**Problem statement**
Which lines below contain the word "stone"? Copy each of them in full.
>> START Data entries
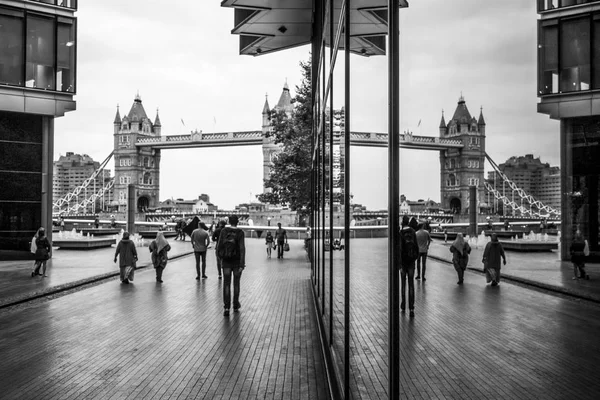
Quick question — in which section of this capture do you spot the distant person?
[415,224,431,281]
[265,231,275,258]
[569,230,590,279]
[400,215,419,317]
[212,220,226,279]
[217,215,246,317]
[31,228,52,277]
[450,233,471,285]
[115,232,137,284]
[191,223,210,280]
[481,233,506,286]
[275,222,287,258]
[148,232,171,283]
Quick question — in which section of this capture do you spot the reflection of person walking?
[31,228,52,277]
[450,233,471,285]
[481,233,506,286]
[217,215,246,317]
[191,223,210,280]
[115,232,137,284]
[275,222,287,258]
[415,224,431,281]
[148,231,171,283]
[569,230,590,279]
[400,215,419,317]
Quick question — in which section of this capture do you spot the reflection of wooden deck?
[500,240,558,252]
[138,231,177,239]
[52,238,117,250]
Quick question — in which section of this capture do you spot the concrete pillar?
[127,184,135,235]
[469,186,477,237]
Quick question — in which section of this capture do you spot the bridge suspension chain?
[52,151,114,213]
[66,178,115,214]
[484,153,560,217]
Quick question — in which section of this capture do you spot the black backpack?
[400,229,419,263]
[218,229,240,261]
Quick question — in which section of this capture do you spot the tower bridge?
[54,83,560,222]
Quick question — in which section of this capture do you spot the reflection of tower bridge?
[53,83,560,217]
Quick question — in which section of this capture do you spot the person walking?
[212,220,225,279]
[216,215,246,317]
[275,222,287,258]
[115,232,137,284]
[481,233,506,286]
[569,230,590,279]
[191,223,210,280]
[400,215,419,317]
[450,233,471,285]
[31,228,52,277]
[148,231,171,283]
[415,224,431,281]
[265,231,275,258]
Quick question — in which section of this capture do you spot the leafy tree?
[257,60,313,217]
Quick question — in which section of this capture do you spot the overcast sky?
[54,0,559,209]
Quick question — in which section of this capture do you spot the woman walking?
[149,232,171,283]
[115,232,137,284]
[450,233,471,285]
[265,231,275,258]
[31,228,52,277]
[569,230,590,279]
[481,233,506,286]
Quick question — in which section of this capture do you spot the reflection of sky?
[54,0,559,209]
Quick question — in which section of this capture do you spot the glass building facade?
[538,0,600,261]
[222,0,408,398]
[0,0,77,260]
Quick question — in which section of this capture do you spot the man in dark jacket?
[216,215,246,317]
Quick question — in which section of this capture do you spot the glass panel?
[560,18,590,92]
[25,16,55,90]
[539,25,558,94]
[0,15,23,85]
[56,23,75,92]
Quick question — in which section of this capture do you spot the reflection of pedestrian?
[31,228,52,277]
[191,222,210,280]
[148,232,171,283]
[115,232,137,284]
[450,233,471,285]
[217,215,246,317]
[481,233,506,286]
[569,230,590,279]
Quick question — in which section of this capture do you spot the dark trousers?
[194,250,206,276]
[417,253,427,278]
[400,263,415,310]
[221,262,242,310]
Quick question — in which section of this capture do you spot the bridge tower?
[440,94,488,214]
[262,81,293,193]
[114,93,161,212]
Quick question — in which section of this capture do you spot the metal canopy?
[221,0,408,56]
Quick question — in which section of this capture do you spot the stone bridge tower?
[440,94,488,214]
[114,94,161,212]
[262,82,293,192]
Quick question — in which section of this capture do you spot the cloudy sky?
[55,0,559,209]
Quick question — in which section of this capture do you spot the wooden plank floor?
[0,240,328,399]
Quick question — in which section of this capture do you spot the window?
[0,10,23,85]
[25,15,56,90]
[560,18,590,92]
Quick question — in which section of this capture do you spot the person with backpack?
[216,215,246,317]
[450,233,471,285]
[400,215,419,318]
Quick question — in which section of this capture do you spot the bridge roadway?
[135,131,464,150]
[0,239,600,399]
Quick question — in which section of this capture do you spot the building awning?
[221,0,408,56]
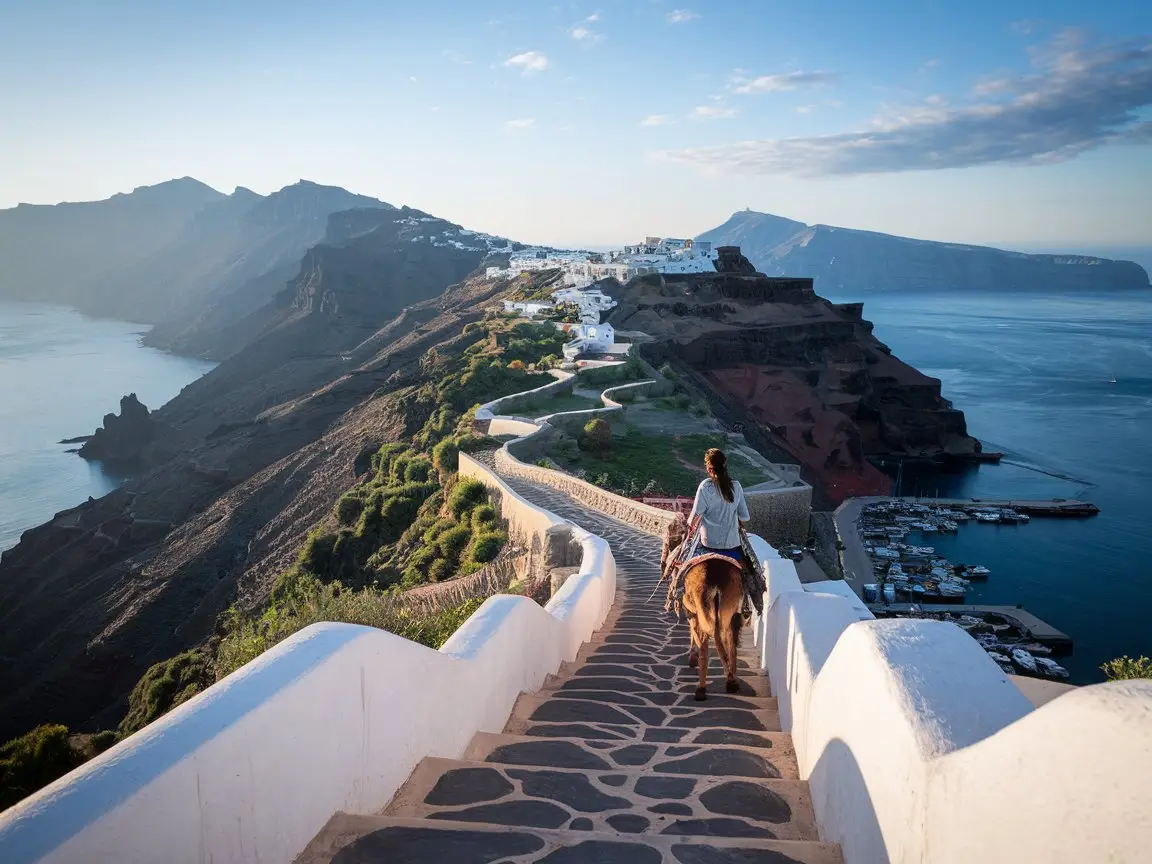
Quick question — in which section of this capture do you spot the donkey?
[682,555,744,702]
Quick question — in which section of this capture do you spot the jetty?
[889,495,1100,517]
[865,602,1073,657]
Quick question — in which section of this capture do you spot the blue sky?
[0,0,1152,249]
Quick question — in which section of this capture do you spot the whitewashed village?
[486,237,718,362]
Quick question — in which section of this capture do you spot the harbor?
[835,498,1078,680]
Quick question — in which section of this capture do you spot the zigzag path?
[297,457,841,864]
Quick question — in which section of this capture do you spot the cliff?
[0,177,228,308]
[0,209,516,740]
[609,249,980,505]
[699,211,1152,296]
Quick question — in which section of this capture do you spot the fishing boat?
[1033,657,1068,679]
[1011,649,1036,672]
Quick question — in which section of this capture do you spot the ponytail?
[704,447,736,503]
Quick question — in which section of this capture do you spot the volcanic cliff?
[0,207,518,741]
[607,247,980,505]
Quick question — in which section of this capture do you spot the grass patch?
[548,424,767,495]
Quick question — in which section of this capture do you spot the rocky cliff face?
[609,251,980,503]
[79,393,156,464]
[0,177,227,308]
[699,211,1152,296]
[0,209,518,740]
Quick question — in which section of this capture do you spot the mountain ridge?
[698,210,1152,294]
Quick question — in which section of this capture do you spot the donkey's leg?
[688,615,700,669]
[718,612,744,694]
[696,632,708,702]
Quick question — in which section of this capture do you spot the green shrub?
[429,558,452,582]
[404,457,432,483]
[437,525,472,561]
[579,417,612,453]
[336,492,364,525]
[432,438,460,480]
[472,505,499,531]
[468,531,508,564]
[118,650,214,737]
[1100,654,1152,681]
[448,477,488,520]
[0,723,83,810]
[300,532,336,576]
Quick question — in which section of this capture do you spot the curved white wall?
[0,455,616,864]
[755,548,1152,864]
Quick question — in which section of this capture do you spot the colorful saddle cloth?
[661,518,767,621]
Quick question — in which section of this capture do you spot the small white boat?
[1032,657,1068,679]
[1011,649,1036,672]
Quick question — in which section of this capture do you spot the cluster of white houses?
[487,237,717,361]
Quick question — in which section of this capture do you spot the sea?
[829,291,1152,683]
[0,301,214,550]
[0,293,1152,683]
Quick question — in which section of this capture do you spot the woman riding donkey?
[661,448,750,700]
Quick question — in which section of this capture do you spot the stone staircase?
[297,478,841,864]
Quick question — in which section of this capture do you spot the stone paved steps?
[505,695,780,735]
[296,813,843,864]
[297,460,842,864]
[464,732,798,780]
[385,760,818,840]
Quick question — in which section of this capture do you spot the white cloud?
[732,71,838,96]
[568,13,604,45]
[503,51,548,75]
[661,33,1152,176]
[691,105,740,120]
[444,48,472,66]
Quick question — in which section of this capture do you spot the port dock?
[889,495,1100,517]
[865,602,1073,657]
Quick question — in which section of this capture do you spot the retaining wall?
>> END Data entries
>> START Data entries
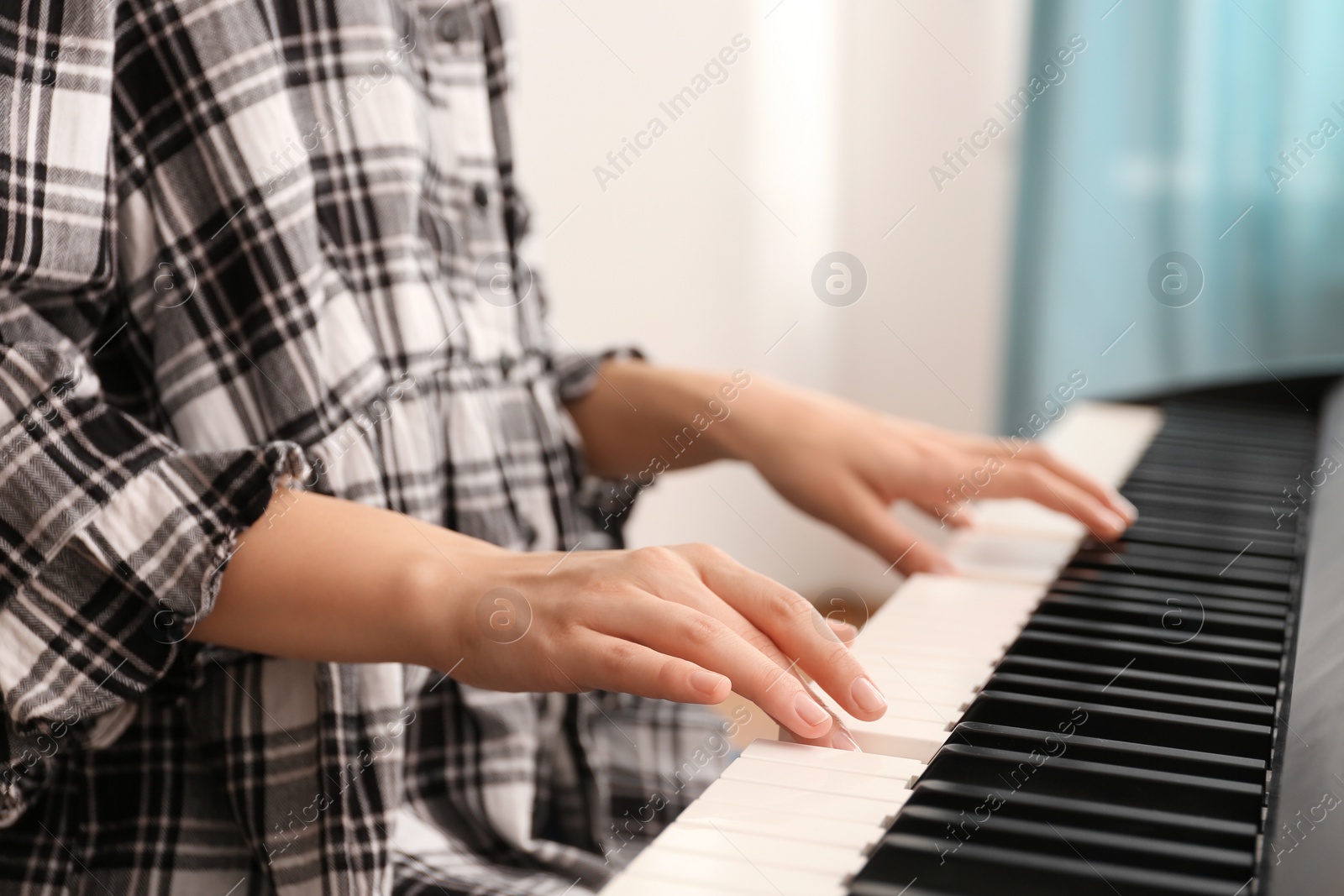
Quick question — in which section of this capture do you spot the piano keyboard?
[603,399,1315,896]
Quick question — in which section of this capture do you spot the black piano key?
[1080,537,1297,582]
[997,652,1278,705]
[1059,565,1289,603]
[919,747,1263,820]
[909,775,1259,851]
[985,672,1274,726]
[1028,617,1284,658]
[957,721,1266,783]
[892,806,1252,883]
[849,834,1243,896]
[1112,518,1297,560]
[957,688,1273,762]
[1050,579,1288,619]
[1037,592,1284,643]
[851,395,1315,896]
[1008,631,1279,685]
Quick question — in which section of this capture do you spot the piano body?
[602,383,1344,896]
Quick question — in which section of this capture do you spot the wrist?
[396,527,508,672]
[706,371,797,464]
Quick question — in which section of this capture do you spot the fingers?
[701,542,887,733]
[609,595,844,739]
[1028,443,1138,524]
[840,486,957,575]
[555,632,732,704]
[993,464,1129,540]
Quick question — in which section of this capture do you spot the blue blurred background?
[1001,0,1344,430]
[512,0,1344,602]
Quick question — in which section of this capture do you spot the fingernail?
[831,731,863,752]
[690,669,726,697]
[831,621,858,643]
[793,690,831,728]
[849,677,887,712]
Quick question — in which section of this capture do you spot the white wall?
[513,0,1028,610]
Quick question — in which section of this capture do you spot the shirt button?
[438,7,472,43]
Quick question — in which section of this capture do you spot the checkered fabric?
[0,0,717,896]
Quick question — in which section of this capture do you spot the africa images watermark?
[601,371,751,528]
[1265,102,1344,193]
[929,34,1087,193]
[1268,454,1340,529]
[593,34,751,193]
>> END Data entries
**Written reply**
Quick question — in which section of this capture do you spot the stone bridge tower?
Quick question — in which section of this capture do you spot the stone staircase?
Quick question — in which section of this capture do you spot the stone paved steps?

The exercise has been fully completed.